• **Work task**
Without including pictures, set down every record exactly as it stands.

• **Data shown**
- Opening Delimiter -

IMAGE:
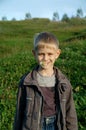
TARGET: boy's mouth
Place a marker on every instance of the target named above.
(43, 63)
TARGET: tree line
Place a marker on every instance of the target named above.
(55, 17)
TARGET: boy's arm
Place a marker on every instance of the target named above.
(71, 117)
(19, 109)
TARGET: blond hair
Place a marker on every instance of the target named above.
(45, 37)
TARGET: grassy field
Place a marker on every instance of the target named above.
(16, 43)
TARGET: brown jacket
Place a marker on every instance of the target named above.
(30, 101)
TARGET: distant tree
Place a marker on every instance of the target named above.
(27, 16)
(55, 16)
(4, 18)
(79, 13)
(65, 18)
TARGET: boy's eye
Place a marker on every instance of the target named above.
(50, 54)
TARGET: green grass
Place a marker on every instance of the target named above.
(16, 43)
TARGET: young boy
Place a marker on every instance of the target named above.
(44, 100)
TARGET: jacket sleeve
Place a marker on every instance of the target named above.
(71, 116)
(20, 106)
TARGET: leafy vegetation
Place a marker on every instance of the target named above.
(16, 42)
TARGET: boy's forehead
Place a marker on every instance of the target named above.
(42, 45)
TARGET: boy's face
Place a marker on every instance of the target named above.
(46, 55)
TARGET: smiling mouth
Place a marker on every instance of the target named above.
(43, 63)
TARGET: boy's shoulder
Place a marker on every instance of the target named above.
(62, 78)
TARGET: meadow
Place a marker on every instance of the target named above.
(16, 43)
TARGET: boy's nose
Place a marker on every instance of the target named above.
(45, 57)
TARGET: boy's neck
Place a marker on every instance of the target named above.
(46, 72)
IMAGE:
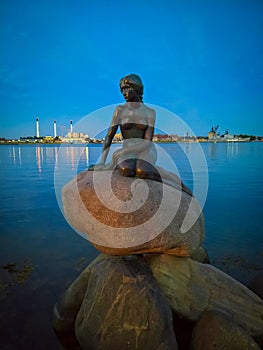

- Closing Delimiter -

• **Solution for this task**
IMAGE:
TARGET: boy's mouth
Place a marker on every instance of the target named above.
(43, 63)
TARGET: tree line
Place a marker on every instance of the target named above.
(55, 17)
TARGET: boy's arm
Place a marker on every instance of the target named above.
(71, 117)
(19, 109)
TARGET: blond hair
Place a marker on every instance of the target named above.
(45, 37)
TARGET: grassy field
Place a marker on every instance of the target named above.
(16, 43)
TARGET: brown jacket
Place a marker on every instance of the target named above.
(30, 101)
TARGET: distant tree
Place a marker on every instance of the target named above.
(27, 16)
(55, 16)
(4, 18)
(79, 13)
(65, 18)
TARGET: boy's eye
Place a marker on every instance of the target named above.
(50, 54)
TARGET: green grass
Place a marker on every instance of the target named above.
(16, 43)
TARGET: young boy
Place a marker on every instance of the target named above.
(44, 100)
TARGET: jacket sleeve
Place a marker on every instance of the target named above.
(71, 116)
(20, 106)
TARGET: leafy vegetation
Place a marker on every instance of the target named above.
(16, 42)
TARGET: boy's forehead
Place a marker on every instance of the target named above.
(42, 45)
TARGET: boy's face
Place a marker on every instance of the target named above.
(46, 55)
TARGET: smiling mouth
Place a marker on every instance of the target named above.
(43, 63)
TARGET: boy's shoulder
Place a marker on every instance of the target named above.
(62, 78)
TARGET: meadow
Place a marker on every instance of the target named above.
(16, 43)
TARGET: boy's nose
Place a marker on every instance of the target named above.
(45, 57)
TARGET: boy's neck
Place a marker on every instance of the target named above.
(46, 72)
IMAGE:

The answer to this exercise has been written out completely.